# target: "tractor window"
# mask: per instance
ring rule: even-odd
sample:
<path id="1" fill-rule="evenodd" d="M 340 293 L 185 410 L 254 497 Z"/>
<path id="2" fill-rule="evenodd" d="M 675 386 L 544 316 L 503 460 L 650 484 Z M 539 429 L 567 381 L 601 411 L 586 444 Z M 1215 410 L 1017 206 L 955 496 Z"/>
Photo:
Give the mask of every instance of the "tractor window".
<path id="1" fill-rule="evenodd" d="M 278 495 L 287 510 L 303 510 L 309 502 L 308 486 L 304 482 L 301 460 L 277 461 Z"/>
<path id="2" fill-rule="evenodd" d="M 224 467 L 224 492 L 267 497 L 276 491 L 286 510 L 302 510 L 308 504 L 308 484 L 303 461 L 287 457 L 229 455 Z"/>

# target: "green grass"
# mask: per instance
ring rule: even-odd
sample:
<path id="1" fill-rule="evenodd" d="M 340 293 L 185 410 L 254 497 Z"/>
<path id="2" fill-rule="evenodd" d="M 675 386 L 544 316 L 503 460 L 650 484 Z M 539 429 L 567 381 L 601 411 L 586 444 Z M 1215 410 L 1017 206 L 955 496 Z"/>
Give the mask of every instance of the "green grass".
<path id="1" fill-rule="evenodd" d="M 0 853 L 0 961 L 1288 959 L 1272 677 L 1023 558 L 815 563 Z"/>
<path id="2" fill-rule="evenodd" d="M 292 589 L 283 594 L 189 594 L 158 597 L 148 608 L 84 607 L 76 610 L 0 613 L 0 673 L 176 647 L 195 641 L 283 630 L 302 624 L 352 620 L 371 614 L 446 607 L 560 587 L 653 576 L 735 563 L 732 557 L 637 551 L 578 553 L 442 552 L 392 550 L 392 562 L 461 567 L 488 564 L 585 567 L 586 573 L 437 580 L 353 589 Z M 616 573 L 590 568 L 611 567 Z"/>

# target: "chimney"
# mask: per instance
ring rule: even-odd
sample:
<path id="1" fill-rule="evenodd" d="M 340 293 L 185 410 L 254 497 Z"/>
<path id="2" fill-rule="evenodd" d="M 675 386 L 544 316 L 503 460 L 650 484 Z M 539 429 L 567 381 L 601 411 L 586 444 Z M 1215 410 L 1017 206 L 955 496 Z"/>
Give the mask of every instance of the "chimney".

#### [Your objective]
Reproduce the data. Keep it exact.

#### [Expected output]
# target: "tractor window"
# mask: per instance
ring rule: even-odd
sample:
<path id="1" fill-rule="evenodd" d="M 340 293 L 185 410 L 254 497 Z"/>
<path id="2" fill-rule="evenodd" d="M 675 386 L 544 316 L 503 460 L 650 484 Z M 539 429 L 567 381 L 601 411 L 586 444 Z M 1215 410 L 1017 206 L 955 496 Z"/>
Photo:
Give the mask of every instance of the "tractor window".
<path id="1" fill-rule="evenodd" d="M 278 495 L 287 510 L 303 510 L 309 502 L 308 486 L 304 482 L 301 460 L 277 461 Z"/>
<path id="2" fill-rule="evenodd" d="M 224 467 L 224 492 L 267 497 L 276 491 L 286 510 L 302 510 L 308 504 L 308 484 L 303 461 L 287 457 L 229 455 Z"/>

# target: "green grass"
# mask: per instance
ring rule: even-odd
sample:
<path id="1" fill-rule="evenodd" d="M 340 293 L 185 410 L 254 497 Z"/>
<path id="2" fill-rule="evenodd" d="M 675 386 L 544 316 L 503 460 L 650 484 Z M 539 429 L 567 381 L 601 411 L 586 444 Z M 1215 410 L 1017 206 L 955 496 Z"/>
Give the mask of every instance of the "green grass".
<path id="1" fill-rule="evenodd" d="M 0 853 L 0 961 L 1288 959 L 1272 677 L 1023 558 L 815 563 Z"/>
<path id="2" fill-rule="evenodd" d="M 292 589 L 283 594 L 189 594 L 158 597 L 148 608 L 84 607 L 76 610 L 0 613 L 0 673 L 176 647 L 195 641 L 283 630 L 302 624 L 352 620 L 371 614 L 446 607 L 560 587 L 653 576 L 735 563 L 732 557 L 637 551 L 578 553 L 442 552 L 392 550 L 392 562 L 461 567 L 488 564 L 585 567 L 586 573 L 437 580 L 353 589 Z M 616 573 L 590 568 L 611 567 Z"/>

# target: "chimney"
# mask: per instance
ring rule: even-odd
sample:
<path id="1" fill-rule="evenodd" d="M 340 293 L 185 410 L 254 497 Z"/>
<path id="2" fill-rule="evenodd" d="M 675 386 L 544 316 L 503 460 L 650 484 Z M 539 429 L 567 381 L 601 411 L 586 444 Z M 1215 410 L 1017 206 L 955 496 Z"/>
Give the mask of every instance of the "chimney".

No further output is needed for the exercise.